-- Begin TEXT TO READ --

CROWD FULL OF ABLE-BODIED IDIOTS: (After ignoring me the first 10 times, they finally see me, and then politely move aside all of four inches. That’s 10 centimeters to those of you who were raised metric.)

Now, this might serve just fine for an able-bodied person who actually CAN become a four-inch wide person by simply turning sideways and shuffling along as if they were a crab. As you may have surmised by now from my ranting of the past few paragraphs, this is NOT so fine, however, for those of us who use walking aids (even if only part time). Which means the encounter between me and the Crowd Full of Able-Bodied Idiots must continue:

ME: Er, excuse me, please. EXCUSE ME. (Repeat as needed.)

CROWD FULL OF ABLE-BODIED IDIOTS: (Upon finally realizing that, yes, it’s ME again. And, yes, I’m STILL asking them to move. Crowd Full Of etc. looks at me with exasperation. They don’t actually SAY, but you can just see them THINKING, “What on Earth is the MATTER with you, lady? Can’t you see, I’ve already moved a WHOLE FOUR INCHES for you!”)

ME: “Er, could you please move? I’m on crutches, I need more room.” (Thinking to myself, “Come’on people! I’m not a crab! I can’t use these and go sideways!)

CROWD FULL OF ABLE-BODIED IDIOTS: (Look at me blankly as if I’m speaking in gibberish. Or as if I’m being rudely ungrateful for not immediately pouncing upon the oh-so-generous WHOLE FOUR INCHES that they have so kindly granted me already, with cries of genuine joy and tears of ever-lasting gratitude.)

ME: “I mean, I need more room. Could you move, please. I’m trying to get by.” (Thinking to myself, “IDIOTS! MOVE ASIDE, ALREADY!” But I don’t say it because, see, in REAL life, I don’t call people “Idiots.” In REAL life, I try to be nice, and polite, and UNDERSTANDING.)

CROWD FULL OF ABLE-BODIED IDIOTS: (Finally moves aside, but with facial expressions that suggest they think they’re putting up with some huge inconvenience for the Idiot Lady who can’t see that four inches ought to be PLENTY of room to navigate in for ANYONE. After all, it’s certainly plenty of room for THEM.)

-- End TEXT TO READ --
-- Begin RECORDS PROVIDED --

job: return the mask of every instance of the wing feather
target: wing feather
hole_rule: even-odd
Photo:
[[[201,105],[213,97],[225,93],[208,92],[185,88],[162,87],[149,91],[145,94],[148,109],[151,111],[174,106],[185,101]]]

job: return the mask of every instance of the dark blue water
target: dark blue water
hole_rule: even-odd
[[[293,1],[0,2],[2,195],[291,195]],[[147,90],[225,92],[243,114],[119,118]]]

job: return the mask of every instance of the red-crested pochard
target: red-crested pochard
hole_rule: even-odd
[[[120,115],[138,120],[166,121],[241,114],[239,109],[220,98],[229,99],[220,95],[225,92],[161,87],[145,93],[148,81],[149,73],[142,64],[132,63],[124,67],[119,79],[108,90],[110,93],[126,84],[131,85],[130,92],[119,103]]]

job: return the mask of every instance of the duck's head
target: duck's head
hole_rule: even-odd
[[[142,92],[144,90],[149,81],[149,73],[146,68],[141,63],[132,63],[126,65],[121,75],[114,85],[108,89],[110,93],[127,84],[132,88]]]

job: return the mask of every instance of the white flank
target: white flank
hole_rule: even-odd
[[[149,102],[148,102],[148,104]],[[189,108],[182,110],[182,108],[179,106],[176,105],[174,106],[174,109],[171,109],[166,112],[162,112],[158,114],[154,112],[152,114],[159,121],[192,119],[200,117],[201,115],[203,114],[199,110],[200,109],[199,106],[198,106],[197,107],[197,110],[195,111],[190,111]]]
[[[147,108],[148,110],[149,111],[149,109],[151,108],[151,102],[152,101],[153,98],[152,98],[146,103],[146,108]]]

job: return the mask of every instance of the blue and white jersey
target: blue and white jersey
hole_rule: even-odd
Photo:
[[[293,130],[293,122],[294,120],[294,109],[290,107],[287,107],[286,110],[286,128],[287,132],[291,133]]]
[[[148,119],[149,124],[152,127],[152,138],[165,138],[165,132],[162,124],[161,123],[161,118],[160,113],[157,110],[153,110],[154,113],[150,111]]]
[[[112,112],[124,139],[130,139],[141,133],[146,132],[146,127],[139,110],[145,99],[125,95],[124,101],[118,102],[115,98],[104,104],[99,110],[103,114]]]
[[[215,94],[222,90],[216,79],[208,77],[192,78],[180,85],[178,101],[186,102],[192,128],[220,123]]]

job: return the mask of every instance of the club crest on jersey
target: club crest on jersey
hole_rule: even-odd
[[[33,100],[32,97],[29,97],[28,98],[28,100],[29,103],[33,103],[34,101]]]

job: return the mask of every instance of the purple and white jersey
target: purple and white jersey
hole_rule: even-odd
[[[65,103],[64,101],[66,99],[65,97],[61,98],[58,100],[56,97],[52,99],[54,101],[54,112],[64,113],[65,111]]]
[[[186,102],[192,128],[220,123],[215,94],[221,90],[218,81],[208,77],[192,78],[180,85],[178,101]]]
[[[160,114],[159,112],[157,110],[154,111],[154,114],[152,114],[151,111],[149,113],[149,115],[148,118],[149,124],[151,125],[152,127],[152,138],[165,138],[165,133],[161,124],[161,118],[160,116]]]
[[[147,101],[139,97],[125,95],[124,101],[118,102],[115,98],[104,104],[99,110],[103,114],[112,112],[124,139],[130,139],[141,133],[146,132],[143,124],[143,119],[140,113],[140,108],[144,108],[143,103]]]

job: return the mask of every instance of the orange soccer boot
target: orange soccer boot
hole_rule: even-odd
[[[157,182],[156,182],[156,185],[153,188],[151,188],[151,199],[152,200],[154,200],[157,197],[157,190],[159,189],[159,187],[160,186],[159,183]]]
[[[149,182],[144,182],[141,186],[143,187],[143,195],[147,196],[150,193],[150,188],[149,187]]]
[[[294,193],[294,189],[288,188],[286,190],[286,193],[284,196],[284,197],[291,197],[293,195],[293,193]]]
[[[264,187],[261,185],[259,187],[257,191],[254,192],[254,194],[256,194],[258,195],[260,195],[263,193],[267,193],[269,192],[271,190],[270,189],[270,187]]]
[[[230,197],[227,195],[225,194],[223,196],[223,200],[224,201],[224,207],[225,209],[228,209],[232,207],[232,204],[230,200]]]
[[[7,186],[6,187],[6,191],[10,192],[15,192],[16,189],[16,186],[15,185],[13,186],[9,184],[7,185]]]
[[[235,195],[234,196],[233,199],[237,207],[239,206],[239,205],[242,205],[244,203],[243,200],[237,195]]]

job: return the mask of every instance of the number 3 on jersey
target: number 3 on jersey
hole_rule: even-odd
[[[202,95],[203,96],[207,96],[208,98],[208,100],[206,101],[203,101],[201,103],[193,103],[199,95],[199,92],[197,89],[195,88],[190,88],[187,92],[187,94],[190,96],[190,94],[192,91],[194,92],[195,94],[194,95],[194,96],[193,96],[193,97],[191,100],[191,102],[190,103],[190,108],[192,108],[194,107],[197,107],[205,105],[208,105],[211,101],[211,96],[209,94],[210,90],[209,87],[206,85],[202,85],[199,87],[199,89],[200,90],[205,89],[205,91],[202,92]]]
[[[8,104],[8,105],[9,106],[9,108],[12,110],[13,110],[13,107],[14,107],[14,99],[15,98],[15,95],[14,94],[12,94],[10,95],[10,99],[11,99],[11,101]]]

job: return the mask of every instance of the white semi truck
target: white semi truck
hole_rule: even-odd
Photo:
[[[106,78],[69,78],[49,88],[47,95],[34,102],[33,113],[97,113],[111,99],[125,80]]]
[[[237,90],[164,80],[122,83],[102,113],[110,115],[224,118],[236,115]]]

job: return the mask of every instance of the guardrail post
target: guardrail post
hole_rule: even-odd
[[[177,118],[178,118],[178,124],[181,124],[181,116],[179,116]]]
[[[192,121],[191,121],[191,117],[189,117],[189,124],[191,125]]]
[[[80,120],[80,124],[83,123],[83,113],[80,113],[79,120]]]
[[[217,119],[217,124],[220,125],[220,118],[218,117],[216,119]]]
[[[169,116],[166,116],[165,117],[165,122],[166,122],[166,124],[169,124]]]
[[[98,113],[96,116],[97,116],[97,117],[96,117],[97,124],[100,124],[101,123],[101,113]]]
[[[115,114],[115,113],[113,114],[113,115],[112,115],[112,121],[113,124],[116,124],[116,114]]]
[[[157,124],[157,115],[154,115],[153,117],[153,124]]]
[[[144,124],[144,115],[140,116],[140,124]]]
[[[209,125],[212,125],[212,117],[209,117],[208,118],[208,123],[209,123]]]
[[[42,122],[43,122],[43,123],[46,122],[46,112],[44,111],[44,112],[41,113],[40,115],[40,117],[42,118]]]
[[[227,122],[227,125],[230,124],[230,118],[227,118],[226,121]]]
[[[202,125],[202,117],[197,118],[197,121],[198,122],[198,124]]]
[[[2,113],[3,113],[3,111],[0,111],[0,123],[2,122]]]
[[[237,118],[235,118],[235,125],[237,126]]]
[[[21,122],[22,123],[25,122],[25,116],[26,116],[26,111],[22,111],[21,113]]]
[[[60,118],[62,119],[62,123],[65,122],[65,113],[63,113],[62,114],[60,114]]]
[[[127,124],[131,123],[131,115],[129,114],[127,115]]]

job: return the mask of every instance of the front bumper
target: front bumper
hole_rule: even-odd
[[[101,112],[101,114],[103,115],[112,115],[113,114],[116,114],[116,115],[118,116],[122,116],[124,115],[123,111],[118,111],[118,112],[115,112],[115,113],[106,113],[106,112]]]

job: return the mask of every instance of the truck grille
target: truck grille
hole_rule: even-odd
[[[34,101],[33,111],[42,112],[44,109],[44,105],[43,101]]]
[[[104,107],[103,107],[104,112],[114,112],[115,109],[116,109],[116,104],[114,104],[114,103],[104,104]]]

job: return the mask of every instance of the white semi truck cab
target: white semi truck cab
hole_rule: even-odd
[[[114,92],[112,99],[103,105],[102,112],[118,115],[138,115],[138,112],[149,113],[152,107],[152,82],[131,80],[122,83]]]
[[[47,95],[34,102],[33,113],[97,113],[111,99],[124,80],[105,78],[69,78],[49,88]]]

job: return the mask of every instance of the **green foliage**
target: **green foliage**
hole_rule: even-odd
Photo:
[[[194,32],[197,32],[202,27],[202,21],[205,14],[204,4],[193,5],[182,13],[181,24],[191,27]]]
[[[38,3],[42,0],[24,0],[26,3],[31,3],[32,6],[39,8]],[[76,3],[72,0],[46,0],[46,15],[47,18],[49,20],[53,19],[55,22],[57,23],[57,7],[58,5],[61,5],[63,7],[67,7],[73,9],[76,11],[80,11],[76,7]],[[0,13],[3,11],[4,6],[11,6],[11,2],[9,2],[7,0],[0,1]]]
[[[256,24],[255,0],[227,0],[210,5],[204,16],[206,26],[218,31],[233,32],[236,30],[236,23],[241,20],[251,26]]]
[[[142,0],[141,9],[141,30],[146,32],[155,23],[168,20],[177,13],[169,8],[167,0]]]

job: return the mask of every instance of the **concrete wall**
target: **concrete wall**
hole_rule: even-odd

-- End RECORDS PROVIDED --

**WHAT YOU NEED TO DO**. Pick up the passage about getting through a crowd on crutches and continue it from its final line.

**TASK OUTPUT**.
(Or, as hinted further above: there were one or two occasions when people STILL just WOULD NOT MOVE ENOUGH, forcing me to squeeze through sideways in fear of my safety. And also at real risk of smashing people’s toes, though frankly I didn’t care about that bit. Not just because they would have deserved it for being Idiots–because, okay, I don’t REALLY think they deserve it–but because if I really had landed a crutch onto someone’s toes, then I might have fallen. In which case *I* would have been the more seriously injured party in the end.)

So, here’s an appeal to all ye able-bodied people who are able to get about, full time, without mobility aids. And this appeal applies whether you’re Deaf, deaf, hard of hearing, or fully hearing. PUH-LEEZE, next time somebody with mobility aids asks you to please move aside, don’t join that crowd of gaping Able-Bodied Idiots. Be sure to give them more than just four inches so that they AND THEIR MOBILITY AID actually have room to get by. Safely, that is. In other words: MOVE ASIDE, ALREADY!

Thank you!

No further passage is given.